**Exercise requirements**: Each entry below has to be written out again without any change.

**Supplied information**:
• • • • •
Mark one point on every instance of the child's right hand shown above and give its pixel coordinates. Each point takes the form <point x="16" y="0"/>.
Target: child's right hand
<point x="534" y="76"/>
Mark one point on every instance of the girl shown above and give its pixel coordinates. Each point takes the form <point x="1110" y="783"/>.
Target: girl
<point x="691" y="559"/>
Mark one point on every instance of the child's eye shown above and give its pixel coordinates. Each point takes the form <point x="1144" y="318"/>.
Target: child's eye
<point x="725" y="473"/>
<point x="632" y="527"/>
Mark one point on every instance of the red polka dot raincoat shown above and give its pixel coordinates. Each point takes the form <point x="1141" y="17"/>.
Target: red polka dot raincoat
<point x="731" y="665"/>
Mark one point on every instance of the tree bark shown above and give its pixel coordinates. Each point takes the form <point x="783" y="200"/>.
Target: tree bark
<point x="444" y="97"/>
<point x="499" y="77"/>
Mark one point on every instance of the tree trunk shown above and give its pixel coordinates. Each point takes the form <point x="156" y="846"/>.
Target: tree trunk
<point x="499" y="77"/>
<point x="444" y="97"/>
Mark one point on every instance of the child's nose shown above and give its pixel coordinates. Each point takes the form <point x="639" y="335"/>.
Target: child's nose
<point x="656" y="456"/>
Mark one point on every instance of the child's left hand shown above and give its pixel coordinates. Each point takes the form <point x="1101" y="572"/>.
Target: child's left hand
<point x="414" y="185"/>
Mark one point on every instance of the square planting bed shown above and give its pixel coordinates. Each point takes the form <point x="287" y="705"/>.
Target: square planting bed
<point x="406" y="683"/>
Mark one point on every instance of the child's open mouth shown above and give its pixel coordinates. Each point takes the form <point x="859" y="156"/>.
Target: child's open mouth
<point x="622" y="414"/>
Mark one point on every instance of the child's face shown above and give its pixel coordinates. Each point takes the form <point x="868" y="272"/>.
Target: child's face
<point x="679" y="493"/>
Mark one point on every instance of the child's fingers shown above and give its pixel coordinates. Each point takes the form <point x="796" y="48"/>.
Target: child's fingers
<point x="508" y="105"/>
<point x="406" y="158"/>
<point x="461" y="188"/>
• • • • •
**Exercise response**:
Mark one point on every instance of the child's right hand shown above and give its pixel coordinates. Each point takes the form <point x="16" y="0"/>.
Target: child's right hand
<point x="534" y="76"/>
Mark one point on every instance of the girl shown above and give its pixel coordinates. Each point takes the form <point x="1110" y="783"/>.
Target: girl
<point x="691" y="559"/>
Mark one point on every instance of the child's eye shown above and give its pixel coordinates. Each point takes the form <point x="1144" y="318"/>.
Target: child's eye
<point x="725" y="473"/>
<point x="632" y="527"/>
Mark one point on every instance of the red polka dot raincoat shown above and give its pixel coordinates. Each point takes the form <point x="1141" y="17"/>.
Target: red polka dot raincoat
<point x="731" y="665"/>
Mark one point on every instance of the tree bark shown above and give its pixel coordinates. Each point takes the form <point x="783" y="200"/>.
Target: tree bark
<point x="444" y="97"/>
<point x="499" y="77"/>
Mark one point on every instance of the tree trunk shown above and give its pixel coordinates. Each point takes the form <point x="156" y="846"/>.
Target: tree trunk
<point x="499" y="77"/>
<point x="444" y="97"/>
Mark one point on every instance of the child's nose shown above and give its pixel coordinates. Each point takes the form <point x="639" y="335"/>.
Target: child's nose
<point x="656" y="456"/>
Mark one point on every instance of the child's left hand shown above and give its pixel coordinates. Each point takes the form <point x="1101" y="572"/>.
Target: child's left hand
<point x="414" y="185"/>
Mark one point on every instance of the square planting bed shown above and give its pixel coordinates. Each point takes the form <point x="287" y="705"/>.
Target: square planting bed
<point x="406" y="683"/>
Mark one point on every instance of the child's open mouth shown above and give its pixel coordinates. Each point takes the form <point x="859" y="156"/>.
Target: child's open mouth
<point x="622" y="414"/>
Mark one point on every instance of the child's face shown above and give its pixel coordinates. Each point takes the form <point x="868" y="272"/>.
Target: child's face
<point x="679" y="493"/>
Mark one point on every instance of the child's fingers shown above and give its pixel coordinates. Each point takes the form <point x="796" y="48"/>.
Target: child's fingers
<point x="508" y="105"/>
<point x="406" y="158"/>
<point x="461" y="188"/>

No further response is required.